= Beginning of Section =

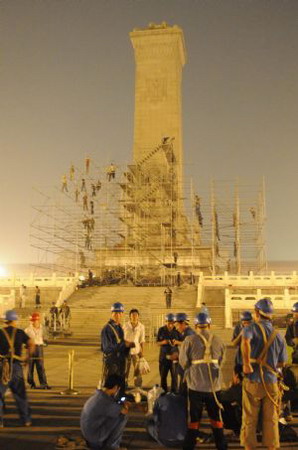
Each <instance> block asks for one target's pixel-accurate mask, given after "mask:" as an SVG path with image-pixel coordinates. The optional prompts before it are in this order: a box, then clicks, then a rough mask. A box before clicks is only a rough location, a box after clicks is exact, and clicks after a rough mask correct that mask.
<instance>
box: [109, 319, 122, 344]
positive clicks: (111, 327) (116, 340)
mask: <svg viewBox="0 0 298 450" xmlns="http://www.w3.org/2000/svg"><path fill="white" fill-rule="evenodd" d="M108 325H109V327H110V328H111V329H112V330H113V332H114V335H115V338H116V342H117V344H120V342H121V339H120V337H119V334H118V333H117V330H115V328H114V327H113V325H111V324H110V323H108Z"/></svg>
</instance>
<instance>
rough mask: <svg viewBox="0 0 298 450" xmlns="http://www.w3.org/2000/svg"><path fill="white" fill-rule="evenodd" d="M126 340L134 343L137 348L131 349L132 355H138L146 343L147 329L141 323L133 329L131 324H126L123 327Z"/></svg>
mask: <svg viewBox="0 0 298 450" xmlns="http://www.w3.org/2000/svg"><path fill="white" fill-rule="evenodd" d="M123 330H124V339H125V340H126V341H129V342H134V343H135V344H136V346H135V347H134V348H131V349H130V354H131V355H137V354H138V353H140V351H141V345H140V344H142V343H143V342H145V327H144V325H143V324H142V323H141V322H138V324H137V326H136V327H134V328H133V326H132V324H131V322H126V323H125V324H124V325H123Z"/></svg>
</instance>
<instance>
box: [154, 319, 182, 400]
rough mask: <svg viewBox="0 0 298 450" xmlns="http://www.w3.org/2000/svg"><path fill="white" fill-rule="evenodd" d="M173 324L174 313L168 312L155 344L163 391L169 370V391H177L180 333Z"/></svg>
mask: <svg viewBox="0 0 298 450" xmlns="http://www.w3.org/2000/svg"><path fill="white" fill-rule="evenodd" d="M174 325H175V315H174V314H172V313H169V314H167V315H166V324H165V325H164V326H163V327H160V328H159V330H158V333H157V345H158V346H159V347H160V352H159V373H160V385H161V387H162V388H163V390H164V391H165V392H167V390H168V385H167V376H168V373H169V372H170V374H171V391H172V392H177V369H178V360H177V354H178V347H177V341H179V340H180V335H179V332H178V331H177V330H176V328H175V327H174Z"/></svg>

= End of Section =

**WHAT TO PRODUCE**
Which lines above contain the word "rough"? Copy each of them.

**YOUR SOLUTION**
Each <instance> block asks for one target's pixel-accurate mask, given after "mask:" as an SVG path with image-pixel coordinates. The optional prompts before it are in this order: a box, then clicks, then a rough mask. A box before clicks is only a rough location, a box after clicks is exact, and clicks after a rough mask correct that mask.
rough mask: <svg viewBox="0 0 298 450" xmlns="http://www.w3.org/2000/svg"><path fill="white" fill-rule="evenodd" d="M126 340L134 343L137 348L131 349L132 355H138L146 343L147 329L141 323L133 329L131 324H126L123 327Z"/></svg>
rough mask: <svg viewBox="0 0 298 450" xmlns="http://www.w3.org/2000/svg"><path fill="white" fill-rule="evenodd" d="M173 324L174 313L168 312L155 344L163 391L169 370V391H177L180 333Z"/></svg>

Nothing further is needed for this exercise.